INSTRUCTIONS TO FOLLOW: Return every line of the listing below that contains the string "cushion". Case counts.

(Stored data)
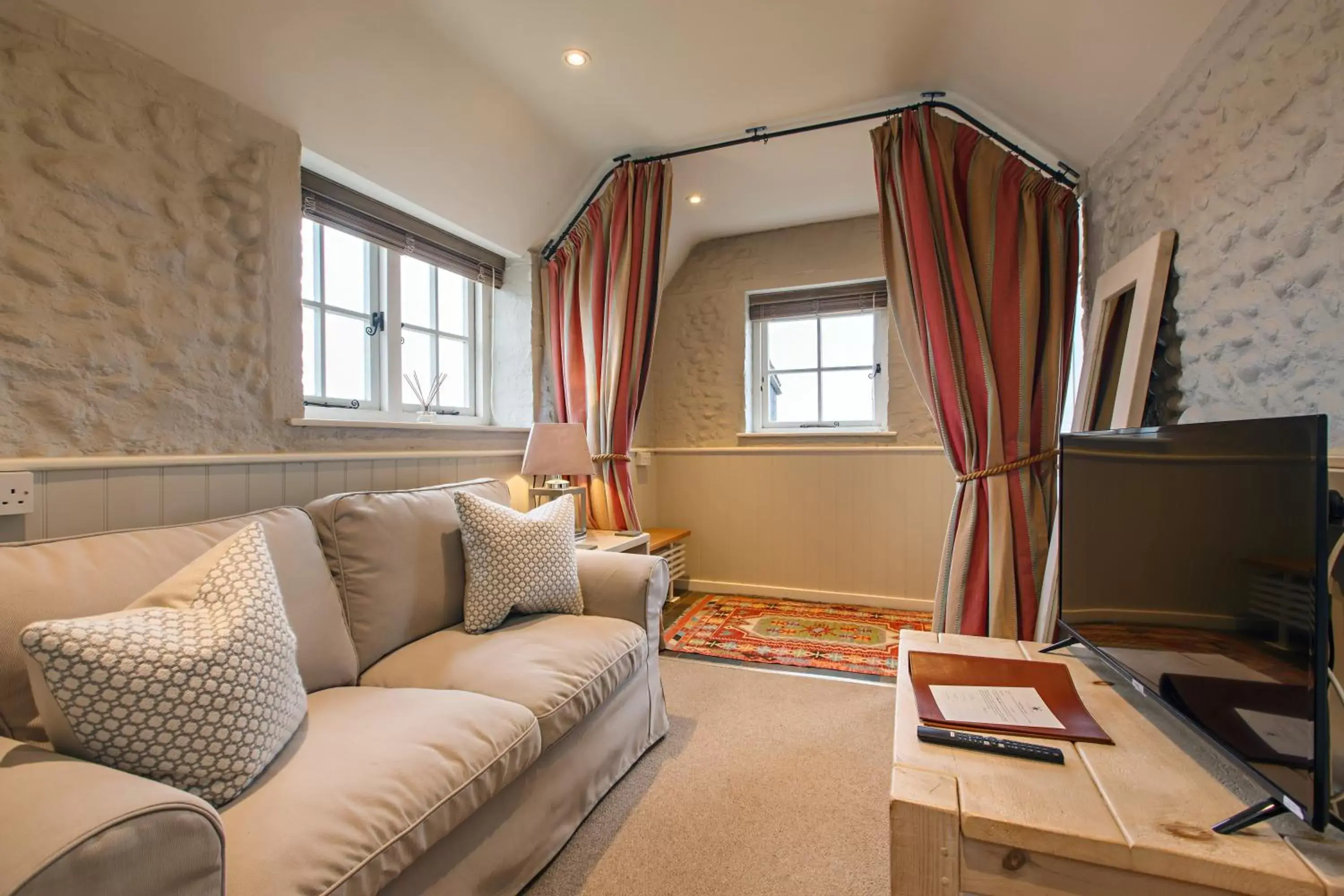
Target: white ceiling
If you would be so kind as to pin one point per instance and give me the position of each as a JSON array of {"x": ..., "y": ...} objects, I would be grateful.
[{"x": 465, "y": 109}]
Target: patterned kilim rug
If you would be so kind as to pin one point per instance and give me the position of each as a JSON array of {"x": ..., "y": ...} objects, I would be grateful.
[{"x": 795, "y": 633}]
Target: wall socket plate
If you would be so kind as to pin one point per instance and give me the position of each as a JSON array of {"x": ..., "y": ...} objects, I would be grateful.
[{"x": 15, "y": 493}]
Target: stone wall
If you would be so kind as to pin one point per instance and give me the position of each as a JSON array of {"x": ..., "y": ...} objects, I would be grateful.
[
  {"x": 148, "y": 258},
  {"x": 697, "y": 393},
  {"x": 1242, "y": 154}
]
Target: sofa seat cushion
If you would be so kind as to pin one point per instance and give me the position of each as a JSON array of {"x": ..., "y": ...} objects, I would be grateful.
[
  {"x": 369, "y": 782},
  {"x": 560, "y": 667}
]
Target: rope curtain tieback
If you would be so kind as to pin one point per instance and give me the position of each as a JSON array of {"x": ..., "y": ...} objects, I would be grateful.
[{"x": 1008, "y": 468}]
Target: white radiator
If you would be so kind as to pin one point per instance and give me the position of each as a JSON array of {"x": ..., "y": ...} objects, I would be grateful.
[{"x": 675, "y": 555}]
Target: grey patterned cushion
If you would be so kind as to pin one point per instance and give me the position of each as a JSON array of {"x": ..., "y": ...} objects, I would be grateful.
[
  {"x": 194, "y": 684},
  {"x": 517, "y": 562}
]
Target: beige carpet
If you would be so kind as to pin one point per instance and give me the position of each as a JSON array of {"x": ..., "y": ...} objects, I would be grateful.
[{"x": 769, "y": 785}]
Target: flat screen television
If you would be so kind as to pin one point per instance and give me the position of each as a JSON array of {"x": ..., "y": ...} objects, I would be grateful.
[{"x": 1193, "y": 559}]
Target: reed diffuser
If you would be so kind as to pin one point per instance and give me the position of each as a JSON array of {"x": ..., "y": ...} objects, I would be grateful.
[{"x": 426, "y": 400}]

...

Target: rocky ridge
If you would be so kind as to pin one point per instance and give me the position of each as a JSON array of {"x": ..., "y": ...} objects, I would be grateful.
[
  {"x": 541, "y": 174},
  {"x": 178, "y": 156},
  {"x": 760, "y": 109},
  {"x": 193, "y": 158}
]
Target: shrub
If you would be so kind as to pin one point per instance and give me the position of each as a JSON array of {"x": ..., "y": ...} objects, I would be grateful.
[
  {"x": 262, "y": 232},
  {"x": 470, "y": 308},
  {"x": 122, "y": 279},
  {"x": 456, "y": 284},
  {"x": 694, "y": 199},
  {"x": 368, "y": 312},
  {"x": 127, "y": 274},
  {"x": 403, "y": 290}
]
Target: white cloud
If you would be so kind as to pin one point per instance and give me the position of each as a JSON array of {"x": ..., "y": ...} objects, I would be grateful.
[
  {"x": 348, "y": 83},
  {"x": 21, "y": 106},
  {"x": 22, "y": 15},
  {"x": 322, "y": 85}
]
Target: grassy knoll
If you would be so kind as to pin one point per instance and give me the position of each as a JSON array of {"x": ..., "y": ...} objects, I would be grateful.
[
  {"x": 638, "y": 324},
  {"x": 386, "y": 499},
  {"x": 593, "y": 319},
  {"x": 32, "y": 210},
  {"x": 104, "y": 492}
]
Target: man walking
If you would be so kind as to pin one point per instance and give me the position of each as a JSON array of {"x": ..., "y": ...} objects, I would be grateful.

EXERCISE ANSWER:
Target: sofa seat cushion
Target: grey patterned cushion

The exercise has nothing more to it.